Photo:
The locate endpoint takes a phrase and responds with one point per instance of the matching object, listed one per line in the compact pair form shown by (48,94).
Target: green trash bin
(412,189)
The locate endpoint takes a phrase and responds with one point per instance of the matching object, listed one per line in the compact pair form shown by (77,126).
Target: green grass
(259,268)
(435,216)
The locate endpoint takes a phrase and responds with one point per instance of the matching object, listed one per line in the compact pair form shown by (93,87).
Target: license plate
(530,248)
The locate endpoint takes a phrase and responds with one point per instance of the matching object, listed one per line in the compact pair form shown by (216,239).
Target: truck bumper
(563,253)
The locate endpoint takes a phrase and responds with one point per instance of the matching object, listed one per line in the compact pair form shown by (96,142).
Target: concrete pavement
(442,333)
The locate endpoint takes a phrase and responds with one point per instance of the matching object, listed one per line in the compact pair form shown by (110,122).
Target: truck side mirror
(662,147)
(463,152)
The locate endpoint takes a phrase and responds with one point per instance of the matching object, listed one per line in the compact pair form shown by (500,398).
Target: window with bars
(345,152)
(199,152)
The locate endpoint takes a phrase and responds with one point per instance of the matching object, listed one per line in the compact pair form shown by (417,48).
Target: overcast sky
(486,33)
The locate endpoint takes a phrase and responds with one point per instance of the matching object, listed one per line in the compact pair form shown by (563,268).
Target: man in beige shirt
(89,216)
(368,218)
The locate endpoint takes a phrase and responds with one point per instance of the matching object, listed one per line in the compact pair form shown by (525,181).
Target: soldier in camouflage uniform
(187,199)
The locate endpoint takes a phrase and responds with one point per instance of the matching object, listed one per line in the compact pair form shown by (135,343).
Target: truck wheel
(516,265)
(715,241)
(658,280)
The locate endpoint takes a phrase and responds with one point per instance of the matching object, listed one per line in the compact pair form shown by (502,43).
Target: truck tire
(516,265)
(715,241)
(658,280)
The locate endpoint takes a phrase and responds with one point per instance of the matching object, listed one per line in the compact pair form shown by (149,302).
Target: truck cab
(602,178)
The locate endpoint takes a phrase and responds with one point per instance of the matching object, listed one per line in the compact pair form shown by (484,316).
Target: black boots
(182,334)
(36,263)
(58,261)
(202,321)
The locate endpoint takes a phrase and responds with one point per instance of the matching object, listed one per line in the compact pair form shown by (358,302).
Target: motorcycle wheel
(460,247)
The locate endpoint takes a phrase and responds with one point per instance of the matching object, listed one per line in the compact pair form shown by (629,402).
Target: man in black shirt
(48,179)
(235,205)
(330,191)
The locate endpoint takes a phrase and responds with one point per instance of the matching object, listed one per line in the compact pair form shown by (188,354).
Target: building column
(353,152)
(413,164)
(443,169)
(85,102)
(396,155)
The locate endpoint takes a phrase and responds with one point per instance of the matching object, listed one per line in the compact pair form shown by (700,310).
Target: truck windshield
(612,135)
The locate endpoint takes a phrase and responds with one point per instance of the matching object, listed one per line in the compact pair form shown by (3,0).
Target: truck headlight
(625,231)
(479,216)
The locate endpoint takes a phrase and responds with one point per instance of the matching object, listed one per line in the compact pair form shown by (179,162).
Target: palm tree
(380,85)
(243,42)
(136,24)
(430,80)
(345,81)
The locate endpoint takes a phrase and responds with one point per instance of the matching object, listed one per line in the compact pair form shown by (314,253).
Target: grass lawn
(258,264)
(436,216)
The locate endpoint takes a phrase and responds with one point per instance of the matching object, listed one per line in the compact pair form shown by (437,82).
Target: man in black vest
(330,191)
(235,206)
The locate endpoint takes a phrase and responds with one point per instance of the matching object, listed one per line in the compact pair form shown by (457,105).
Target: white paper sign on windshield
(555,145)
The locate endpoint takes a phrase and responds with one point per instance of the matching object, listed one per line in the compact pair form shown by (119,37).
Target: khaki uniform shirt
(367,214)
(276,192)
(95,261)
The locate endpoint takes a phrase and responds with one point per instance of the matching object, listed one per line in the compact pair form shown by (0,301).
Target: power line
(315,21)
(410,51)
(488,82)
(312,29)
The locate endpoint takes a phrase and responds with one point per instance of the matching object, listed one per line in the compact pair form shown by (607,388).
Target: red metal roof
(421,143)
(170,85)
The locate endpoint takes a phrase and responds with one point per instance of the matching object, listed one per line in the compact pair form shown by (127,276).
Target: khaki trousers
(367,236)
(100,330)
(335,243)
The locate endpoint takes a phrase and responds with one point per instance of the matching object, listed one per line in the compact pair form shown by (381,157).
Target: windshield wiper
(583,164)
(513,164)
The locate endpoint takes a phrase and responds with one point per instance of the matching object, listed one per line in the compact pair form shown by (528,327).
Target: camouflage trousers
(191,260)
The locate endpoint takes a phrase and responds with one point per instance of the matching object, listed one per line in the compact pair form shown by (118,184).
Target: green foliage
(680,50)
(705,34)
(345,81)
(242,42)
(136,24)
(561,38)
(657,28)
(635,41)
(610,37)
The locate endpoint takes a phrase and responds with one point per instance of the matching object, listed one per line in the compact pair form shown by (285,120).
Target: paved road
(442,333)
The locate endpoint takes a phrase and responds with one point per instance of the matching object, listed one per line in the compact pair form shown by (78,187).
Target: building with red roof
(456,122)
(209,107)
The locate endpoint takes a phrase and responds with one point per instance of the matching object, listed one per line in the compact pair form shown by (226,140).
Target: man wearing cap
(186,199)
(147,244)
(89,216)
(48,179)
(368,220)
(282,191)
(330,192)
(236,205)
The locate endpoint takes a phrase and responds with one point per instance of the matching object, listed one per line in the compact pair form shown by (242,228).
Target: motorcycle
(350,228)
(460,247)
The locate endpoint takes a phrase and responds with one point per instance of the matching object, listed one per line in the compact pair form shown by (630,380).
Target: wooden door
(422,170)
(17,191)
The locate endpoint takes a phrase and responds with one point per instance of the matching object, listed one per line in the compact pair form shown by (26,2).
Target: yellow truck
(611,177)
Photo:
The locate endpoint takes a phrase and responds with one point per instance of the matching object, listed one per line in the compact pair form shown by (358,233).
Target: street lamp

====

(What is asked) Return the listing above in full, character for character.

(In response)
Photo:
The locate endpoint takes a phrase and responds with one point per instance of the matching object, listed one per line in the compact pair form shown by (48,94).
Target: green trash bin
(412,189)
The locate endpoint takes a phrase and responds with one point per instance of the matching object, listed one per line in the compact pair form shown by (77,126).
Target: green grass
(259,268)
(435,216)
The locate endpoint takes a phrase and responds with one point per instance of the matching object, listed one per line in the compact pair form shown by (93,87).
Target: license plate
(530,248)
The locate endpoint takes a phrase and responds with one point per instance of the matching object, listed one per line in the compact pair form shown by (216,239).
Target: truck bumper
(563,253)
The locate endpoint takes a phrase and responds with one point per instance of the matching object, listed one per line in the compact pair form shown by (96,142).
Target: concrete pavement
(442,333)
The locate endpoint takes a phrase and responds with one point per instance of the matching object, listed one per line in the compact pair form shown by (110,122).
Target: truck side mirror
(662,147)
(463,152)
The locate endpoint takes a phrase and responds with one point per instance of the matching object, listed one per line in the compact pair form shown by (500,398).
Target: window with bars
(345,152)
(199,152)
The locate endpoint takes a phrase and responds with one point per instance of the matching object, listed one per line in the compact pair form shown by (417,48).
Target: overcast sky
(486,33)
The locate endpoint takes a phrase and responds with one point per instance of the matching object, listed one per line in the compact pair form shown by (563,268).
Target: man in beige shirt
(89,216)
(368,218)
The locate endpoint takes a phrase and responds with one point per instance of the matching object, listed one per line in the compact pair form shown by (525,181).
Target: soldier in camouflage uniform
(187,199)
The locate endpoint takes a phrase and responds with one point per instance of the matching object, listed one per line in the compact pair form shown by (135,343).
Target: truck wheel
(516,265)
(715,241)
(658,280)
The locate endpoint takes a phrase and responds with one point per instance of the matching object, listed one per line in the compact pair form shown by (502,43).
Target: truck tire
(516,265)
(715,241)
(658,280)
The locate endpoint takes a phrase and responds with one point per instance of the matching object, listed one per line in the compact pair form shown by (149,302).
Target: truck cab
(602,178)
The locate endpoint takes a phrase and responds with one point per instance of the matching object, listed one per line in the compact pair form shown by (484,316).
Target: black boots
(182,334)
(36,263)
(58,261)
(202,321)
The locate endpoint takes a phrase and responds with one point per instance of the matching object, listed one per line in the compact pair form shown by (358,302).
Target: motorcycle wheel
(460,247)
The locate endpoint takes a phrase and responds with one point per instance of the matching object, listed one per line in the compact pair form shown by (629,402).
Target: man in black shirt
(48,179)
(235,205)
(330,191)
The locate endpoint takes a phrase and responds with one point per instance of the matching object, listed one per line in the compact pair form shown by (188,354).
Target: building column
(353,152)
(413,164)
(443,169)
(85,102)
(396,155)
The locate endpoint takes a phrase and responds with one point per instance of the matching object, listed one per line in the compact pair form shown by (700,310).
Target: truck windshield
(612,135)
The locate endpoint takes a phrase and responds with one point per instance of the matching object, listed one per line in the compact pair form shown by (3,0).
Target: truck headlight
(625,231)
(479,216)
The locate endpoint takes a phrase and responds with one point per instance of the matching object, listed one per line in the compact pair form shown by (179,162).
Target: palm tree
(380,85)
(243,42)
(136,24)
(430,80)
(345,81)
The locate endpoint takes a phrase and responds with one point per instance of the matching object, listed one per line in the compact pair form shown by (314,253).
Target: grass lawn
(258,264)
(436,216)
The locate endpoint takes a phrase and responds with one point per instance of the matching object, listed one per line in the compact pair form shown by (437,82).
Target: man in black vest
(330,191)
(235,206)
The locate endpoint takes a phrase and responds with one point per instance of the matching object, listed one per line in the compact pair form shown by (457,105).
Target: white paper sign on windshield
(555,145)
The locate endpoint takes a phrase and responds with one point per instance of the matching object, listed one per line in the compact pair form shown by (119,37).
Target: khaki uniform shirt
(367,214)
(276,192)
(95,261)
The locate endpoint takes a phrase and responds with one point per instance of the matching object, listed one per line in the compact pair form shown by (0,301).
Target: power line
(315,21)
(410,51)
(488,82)
(312,29)
The locate endpoint takes a phrase and responds with one point per instance of the matching object, listed one per line in the compact pair form shown by (607,388).
Target: red metal roof
(421,143)
(170,85)
The locate endpoint takes a phrase and responds with one point per instance of the matching object, listed one per line in the compact pair form shown by (127,276).
Target: khaki trousers
(367,236)
(100,330)
(335,243)
The locate endpoint takes a phrase and responds with one point per instance of the matching object, listed one per line in the compact pair form shown by (381,157).
Target: windshield wiper
(583,164)
(513,164)
The locate endpoint takes a phrase and responds with one point per instance of the matching object, listed one per line in the compact pair form shown by (528,327).
Target: camouflage trousers
(191,260)
The locate endpoint takes a phrase and responds with one point per instance of the matching object, listed one per line in the compact pair form shown by (118,184).
Target: green foliage
(680,50)
(705,34)
(345,81)
(242,42)
(136,24)
(561,38)
(657,28)
(635,41)
(610,37)
The locate endpoint takes a phrase and responds with one point per instance of the matching object, listed one per line in the compact pair form shown by (285,120).
Target: paved road
(442,333)
The locate endpoint takes a phrase and responds with one point per instance of the matching object, listed one per line in the compact pair form shown by (78,187).
Target: building with red roof
(456,122)
(209,107)
The locate endpoint takes a phrase and responds with one point per instance of the matching object, listed one per line in the compact pair form shown by (226,140).
Target: man wearing cap
(186,199)
(147,244)
(89,216)
(48,179)
(368,220)
(282,191)
(330,192)
(236,205)
The locate endpoint takes a phrase and responds with one point per instance of the matching object, listed one per line in the compact pair form shown by (242,228).
Target: motorcycle
(350,228)
(460,247)
The locate endpoint takes a phrase and responds with one point per instance of the matching object, listed one per line in the compact pair form shown by (630,380).
Target: wooden door
(422,170)
(17,191)
The locate endpoint takes a phrase and responds with one point per instance of the matching object, listed one per line in the compact pair form shown by (26,2).
Target: yellow truck
(611,177)
Photo:
The locate endpoint takes a phrase and responds with one point per instance of the matching object, listed one per line in the compact pair form shown by (358,233).
Target: street lamp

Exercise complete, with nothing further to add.